### GOAL OF THE EXERCISE
Locate each line in the records below that contains the word "jeans" and copy it unchanged.

### EXERCISE DATA
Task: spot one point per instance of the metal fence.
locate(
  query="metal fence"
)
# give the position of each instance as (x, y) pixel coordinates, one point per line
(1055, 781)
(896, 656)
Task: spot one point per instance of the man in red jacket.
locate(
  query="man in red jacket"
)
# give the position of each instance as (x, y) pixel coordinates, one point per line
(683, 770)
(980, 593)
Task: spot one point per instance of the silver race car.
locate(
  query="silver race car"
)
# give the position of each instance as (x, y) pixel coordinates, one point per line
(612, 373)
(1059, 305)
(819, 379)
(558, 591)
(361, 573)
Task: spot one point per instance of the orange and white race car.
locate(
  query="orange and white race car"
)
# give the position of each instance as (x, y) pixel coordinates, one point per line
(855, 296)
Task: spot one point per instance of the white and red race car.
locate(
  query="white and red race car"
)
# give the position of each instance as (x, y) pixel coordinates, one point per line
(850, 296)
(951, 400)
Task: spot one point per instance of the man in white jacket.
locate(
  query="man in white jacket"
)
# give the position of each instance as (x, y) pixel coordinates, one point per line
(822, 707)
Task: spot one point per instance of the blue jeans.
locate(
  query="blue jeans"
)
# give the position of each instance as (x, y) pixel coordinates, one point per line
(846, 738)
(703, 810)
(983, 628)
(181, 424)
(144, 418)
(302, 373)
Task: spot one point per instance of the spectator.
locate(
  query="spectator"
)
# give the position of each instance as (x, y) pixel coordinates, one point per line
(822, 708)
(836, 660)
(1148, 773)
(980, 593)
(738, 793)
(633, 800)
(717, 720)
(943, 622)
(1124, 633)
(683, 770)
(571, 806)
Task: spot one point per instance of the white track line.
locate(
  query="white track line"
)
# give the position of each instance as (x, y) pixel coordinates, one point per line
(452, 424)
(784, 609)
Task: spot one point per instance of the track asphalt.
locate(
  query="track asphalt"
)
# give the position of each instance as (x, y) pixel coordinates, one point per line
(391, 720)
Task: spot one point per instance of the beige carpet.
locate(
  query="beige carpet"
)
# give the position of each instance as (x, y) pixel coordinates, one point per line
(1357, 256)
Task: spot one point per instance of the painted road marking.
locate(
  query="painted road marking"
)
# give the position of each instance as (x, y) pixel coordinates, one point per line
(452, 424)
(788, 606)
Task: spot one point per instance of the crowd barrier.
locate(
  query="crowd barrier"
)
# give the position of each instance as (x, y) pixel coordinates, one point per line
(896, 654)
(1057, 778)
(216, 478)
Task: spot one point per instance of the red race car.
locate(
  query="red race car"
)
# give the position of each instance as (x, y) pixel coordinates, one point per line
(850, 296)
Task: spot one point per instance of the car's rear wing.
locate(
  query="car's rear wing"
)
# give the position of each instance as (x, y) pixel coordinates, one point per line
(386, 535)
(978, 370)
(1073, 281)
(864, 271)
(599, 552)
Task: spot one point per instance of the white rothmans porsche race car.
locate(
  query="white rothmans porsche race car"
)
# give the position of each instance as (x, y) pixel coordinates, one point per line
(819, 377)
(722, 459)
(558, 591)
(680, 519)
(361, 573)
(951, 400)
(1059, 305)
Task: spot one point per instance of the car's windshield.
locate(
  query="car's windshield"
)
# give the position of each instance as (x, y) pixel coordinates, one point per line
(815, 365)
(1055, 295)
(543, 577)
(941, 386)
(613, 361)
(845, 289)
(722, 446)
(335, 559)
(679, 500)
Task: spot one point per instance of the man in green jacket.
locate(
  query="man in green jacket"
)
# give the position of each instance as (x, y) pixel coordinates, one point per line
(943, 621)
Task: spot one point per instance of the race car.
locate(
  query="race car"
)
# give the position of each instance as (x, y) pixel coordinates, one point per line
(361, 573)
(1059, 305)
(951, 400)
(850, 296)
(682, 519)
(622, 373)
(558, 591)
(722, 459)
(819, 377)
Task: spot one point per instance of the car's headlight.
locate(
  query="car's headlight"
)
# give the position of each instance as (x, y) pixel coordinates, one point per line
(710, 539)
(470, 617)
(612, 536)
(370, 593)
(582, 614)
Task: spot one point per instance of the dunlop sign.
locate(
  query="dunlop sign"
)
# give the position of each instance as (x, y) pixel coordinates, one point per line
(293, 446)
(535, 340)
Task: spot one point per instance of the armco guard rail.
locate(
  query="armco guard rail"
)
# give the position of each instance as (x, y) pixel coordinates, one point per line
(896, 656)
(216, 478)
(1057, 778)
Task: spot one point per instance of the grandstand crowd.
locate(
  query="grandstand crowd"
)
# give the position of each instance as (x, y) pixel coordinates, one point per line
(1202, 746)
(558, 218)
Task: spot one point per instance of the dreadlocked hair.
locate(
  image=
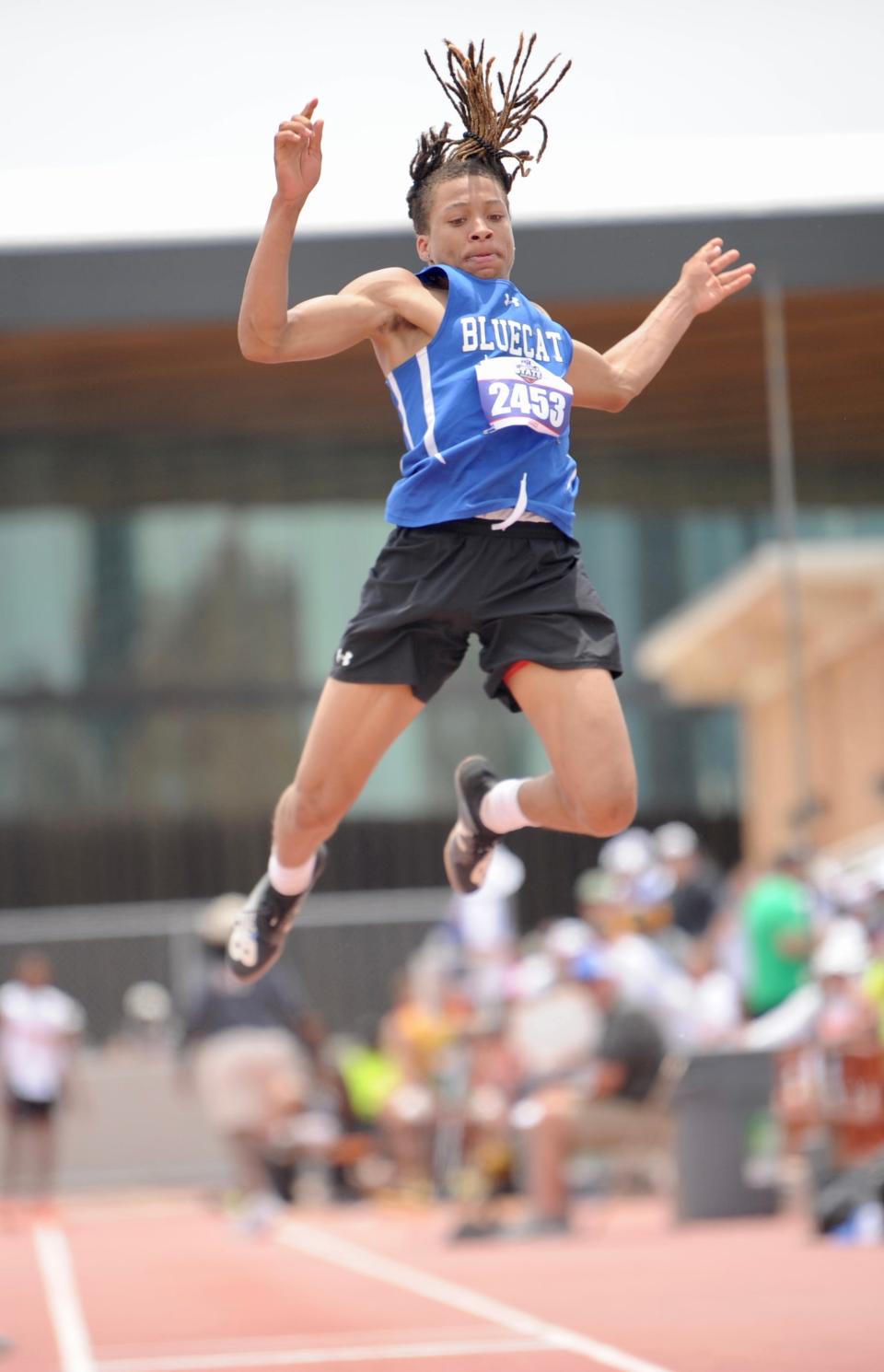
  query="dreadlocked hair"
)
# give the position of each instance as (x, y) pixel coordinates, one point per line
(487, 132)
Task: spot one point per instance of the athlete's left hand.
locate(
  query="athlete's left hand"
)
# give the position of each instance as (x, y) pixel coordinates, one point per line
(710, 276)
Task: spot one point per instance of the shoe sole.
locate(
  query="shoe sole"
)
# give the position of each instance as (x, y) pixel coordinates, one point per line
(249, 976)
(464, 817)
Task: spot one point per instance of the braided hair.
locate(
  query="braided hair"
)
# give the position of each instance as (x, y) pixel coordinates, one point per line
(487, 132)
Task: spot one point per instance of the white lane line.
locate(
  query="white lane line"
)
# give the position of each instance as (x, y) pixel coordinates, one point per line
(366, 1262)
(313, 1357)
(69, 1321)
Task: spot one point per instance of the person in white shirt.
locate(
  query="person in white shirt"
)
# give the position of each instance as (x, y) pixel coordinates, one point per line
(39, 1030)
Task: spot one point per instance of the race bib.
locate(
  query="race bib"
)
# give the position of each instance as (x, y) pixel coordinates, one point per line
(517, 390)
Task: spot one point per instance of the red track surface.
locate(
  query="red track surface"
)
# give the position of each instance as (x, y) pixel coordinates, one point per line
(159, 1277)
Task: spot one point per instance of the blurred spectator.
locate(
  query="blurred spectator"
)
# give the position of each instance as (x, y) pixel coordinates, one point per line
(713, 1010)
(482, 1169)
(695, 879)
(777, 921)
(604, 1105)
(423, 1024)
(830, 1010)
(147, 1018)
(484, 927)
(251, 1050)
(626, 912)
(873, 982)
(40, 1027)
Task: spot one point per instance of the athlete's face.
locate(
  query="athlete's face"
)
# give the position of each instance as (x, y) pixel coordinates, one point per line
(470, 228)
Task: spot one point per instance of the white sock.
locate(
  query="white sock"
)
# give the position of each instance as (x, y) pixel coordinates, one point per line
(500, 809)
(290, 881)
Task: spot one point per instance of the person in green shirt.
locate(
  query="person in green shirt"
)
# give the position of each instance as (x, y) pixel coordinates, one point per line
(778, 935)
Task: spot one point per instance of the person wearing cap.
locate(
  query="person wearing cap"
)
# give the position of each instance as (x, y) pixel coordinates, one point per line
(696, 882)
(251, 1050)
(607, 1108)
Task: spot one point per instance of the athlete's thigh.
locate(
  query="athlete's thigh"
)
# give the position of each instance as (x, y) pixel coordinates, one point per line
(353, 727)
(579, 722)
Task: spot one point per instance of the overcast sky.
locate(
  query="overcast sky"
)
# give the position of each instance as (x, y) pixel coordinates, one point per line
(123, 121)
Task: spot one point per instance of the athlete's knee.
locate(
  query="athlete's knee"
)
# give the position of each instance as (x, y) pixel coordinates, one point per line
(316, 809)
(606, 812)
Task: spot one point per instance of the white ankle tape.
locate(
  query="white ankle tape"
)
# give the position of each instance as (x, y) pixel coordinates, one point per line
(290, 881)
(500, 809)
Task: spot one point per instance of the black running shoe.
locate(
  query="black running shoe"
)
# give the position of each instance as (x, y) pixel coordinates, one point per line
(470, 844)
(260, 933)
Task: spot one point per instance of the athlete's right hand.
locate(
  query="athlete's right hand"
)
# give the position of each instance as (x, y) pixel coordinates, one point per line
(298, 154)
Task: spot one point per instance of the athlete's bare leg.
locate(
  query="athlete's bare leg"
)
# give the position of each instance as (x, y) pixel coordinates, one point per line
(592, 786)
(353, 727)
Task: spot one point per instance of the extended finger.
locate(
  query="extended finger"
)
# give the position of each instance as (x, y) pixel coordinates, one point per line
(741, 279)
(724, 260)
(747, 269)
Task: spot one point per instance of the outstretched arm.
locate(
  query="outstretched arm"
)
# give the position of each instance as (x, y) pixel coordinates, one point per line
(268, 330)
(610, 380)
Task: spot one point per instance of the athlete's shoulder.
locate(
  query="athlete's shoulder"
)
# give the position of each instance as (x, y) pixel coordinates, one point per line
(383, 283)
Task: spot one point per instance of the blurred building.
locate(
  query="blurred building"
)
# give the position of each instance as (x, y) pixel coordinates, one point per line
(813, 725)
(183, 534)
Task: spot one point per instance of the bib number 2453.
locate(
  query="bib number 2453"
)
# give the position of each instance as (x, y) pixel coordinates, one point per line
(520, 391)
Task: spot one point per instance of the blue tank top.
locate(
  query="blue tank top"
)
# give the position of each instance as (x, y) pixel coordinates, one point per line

--

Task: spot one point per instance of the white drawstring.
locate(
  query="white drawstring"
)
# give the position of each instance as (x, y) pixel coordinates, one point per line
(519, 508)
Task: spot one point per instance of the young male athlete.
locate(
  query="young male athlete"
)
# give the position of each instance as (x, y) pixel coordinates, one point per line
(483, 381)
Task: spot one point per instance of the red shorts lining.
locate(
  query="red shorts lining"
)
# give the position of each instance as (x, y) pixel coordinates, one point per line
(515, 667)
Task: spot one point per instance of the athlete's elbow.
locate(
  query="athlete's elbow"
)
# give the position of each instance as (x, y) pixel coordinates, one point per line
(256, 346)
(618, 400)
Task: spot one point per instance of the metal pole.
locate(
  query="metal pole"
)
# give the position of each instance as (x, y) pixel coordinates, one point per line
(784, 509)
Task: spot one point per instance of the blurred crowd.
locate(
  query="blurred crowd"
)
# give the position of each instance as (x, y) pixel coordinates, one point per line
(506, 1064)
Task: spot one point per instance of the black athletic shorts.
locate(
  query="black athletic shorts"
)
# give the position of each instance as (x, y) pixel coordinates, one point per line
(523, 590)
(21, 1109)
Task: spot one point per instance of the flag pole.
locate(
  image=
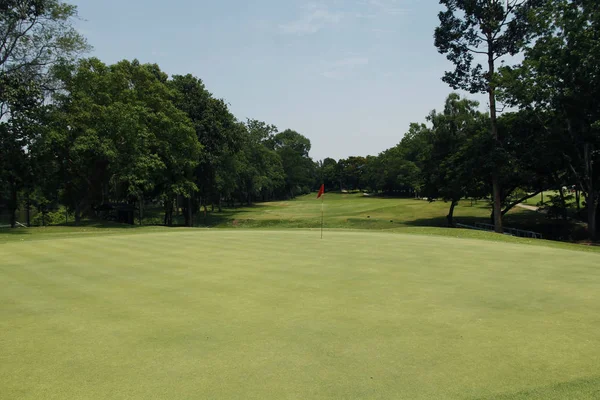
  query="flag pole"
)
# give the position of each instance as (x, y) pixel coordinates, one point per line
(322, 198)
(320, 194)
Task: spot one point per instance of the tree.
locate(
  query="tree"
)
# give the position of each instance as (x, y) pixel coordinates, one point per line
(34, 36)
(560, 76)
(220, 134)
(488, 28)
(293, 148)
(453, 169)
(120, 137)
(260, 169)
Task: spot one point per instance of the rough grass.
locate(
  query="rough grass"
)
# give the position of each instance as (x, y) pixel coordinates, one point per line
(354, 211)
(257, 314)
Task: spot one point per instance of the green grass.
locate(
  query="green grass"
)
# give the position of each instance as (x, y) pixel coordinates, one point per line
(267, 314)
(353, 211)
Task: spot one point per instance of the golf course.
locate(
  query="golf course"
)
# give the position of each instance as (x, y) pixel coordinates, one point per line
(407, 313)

### RESULT OF THIS EXERCISE
Task: spot one point per instance of the blue jeans.
  query="blue jeans"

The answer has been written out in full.